* Problem to solve *
Scale the point coordinates in the answers by 2.2, rounding each to a whole number with halves rounded up, and write out all of the lines below again, requests included. Keep the requests and their format samples unchanged, and leave the pictures out of your answer.

* Available records *
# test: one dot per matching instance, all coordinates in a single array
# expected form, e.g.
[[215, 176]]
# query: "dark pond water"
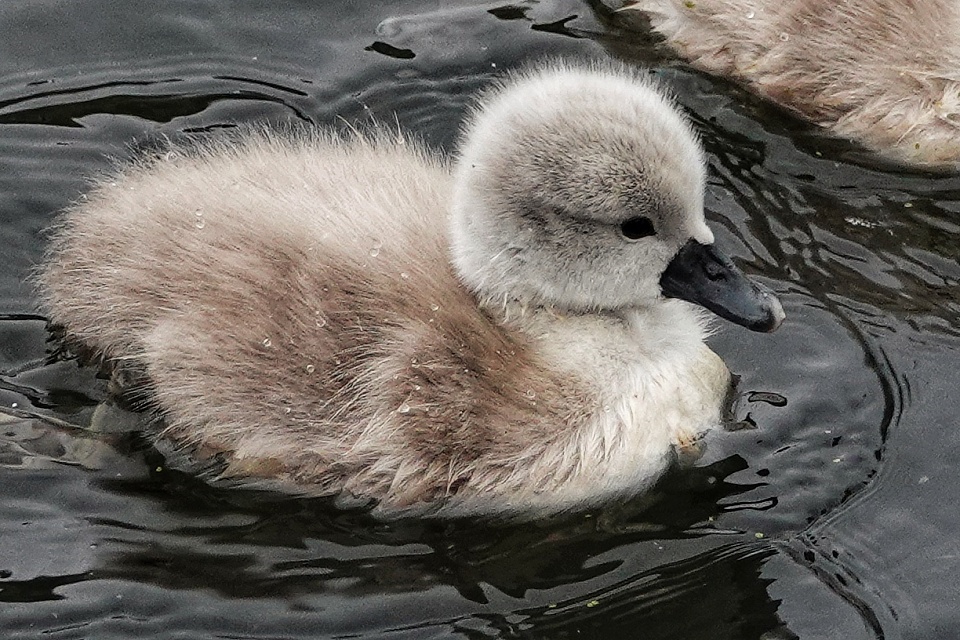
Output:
[[835, 517]]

* Task answer *
# test: one dot per matching instance, all coordinates in a single array
# expected form, e.g.
[[215, 176]]
# query: "dark pond water"
Output:
[[1837, 1137]]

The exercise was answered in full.